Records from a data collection
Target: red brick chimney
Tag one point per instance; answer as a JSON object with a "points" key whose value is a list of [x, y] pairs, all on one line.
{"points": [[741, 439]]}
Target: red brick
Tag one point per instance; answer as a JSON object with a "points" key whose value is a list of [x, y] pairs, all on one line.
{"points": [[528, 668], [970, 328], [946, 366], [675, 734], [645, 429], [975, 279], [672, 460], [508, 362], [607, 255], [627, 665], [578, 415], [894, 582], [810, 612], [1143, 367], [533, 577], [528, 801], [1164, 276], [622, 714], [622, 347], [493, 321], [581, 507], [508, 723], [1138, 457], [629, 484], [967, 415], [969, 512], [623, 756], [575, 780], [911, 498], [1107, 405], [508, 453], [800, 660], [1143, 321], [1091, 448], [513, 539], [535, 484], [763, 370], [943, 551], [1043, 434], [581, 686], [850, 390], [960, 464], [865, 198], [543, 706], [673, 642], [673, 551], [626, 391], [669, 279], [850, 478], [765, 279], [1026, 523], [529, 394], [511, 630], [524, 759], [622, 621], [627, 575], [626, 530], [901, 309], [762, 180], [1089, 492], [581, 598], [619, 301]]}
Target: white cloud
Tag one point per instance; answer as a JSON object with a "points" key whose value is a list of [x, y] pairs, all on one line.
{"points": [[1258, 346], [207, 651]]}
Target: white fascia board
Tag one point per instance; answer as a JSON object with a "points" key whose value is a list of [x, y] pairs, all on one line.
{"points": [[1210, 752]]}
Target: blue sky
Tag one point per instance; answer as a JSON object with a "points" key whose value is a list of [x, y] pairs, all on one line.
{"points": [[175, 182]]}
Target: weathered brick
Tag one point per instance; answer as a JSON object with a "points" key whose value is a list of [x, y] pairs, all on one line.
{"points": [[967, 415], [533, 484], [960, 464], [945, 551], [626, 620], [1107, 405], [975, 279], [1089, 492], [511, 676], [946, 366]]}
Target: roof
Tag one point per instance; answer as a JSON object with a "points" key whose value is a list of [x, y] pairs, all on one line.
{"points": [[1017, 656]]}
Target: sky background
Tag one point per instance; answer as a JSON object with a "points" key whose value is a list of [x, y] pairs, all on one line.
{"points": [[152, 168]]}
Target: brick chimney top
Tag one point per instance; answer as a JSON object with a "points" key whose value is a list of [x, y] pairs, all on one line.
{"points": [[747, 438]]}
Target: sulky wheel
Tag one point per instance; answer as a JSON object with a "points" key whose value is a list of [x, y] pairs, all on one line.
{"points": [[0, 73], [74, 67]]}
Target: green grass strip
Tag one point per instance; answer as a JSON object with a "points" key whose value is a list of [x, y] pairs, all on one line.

*What is asked*.
Please reproduce all of the lines above word for word.

*Output for this task*.
Target: red brick chimney
Tag one point per instance; answer as a JSON object with a "points" key whose value is a list of [x, y] pairs, all on one line.
{"points": [[741, 439]]}
Target: red brick
Tag one point per instance; answer as a JSON object with a "points" key whose value is a list of [x, y] pairs, all on one line.
{"points": [[528, 668], [970, 328], [946, 366], [675, 734], [645, 429], [975, 279], [672, 460], [508, 362], [607, 255], [627, 665], [578, 415], [894, 582], [810, 612], [1143, 367], [533, 577], [528, 801], [1164, 276], [622, 714], [622, 347], [493, 321], [581, 507], [508, 723], [1138, 457], [629, 484], [967, 415], [969, 512], [623, 756], [575, 780], [911, 498], [1107, 405], [508, 453], [800, 660], [1143, 321], [1091, 448], [513, 539], [535, 484], [763, 370], [943, 551], [1043, 434], [581, 686], [850, 390], [960, 464], [865, 198], [543, 706], [673, 642], [673, 551], [626, 391], [669, 279], [850, 478], [765, 279], [1026, 523], [529, 394], [511, 630], [524, 759], [622, 621], [627, 575], [626, 530], [901, 309], [762, 180], [1089, 492], [581, 598], [619, 301]]}
Target: white cloud
Tag one point per instance; answer as a JSON object with a "points" key whose value is a list of [x, y] pairs, all on one line.
{"points": [[1258, 346], [207, 651]]}
Target: white fascia board
Tag one point per instance; answer as a JSON object with a "points" key whose value is a list of [x, y] pairs, all on one line.
{"points": [[1210, 752]]}
Target: blue sky
Tag one point per instance; answer as a JSON object with a "points" key whose value is a list of [x, y] pairs, all on one line.
{"points": [[175, 182]]}
Target: weathered brick
Tag one point per instance; answer as a JSON object with a "points" key whose value is a list of [x, y] pairs, all on one line.
{"points": [[967, 415], [533, 484], [960, 464], [945, 551], [626, 620], [1107, 405], [975, 279], [1089, 492], [511, 676], [946, 366]]}
Target: roof
Tag one point per instance; answer as a JSON object with a "points" key whose value is a list of [x, y] pairs, all on one line.
{"points": [[1017, 656]]}
Target: sky background
Tag one point per instance; answer as a JSON object with a "points" key whose value is a list of [x, y] pairs, all on one line.
{"points": [[152, 168]]}
Target: brick chimney top
Tag one point per instance; answer as a JSON object with a "points" key whose value is a list of [x, y] pairs, all on one line.
{"points": [[747, 438]]}
Target: sulky wheel
Tag one point per instance; answer as a JSON object with a "points" key whose value is a list of [x, y] pairs, all on one line.
{"points": [[0, 73], [74, 67]]}
Target: green grass strip
Tag one point per instance; answer as a JSON object with a "points" key whose value is a list of [x, y] pairs, all on one line.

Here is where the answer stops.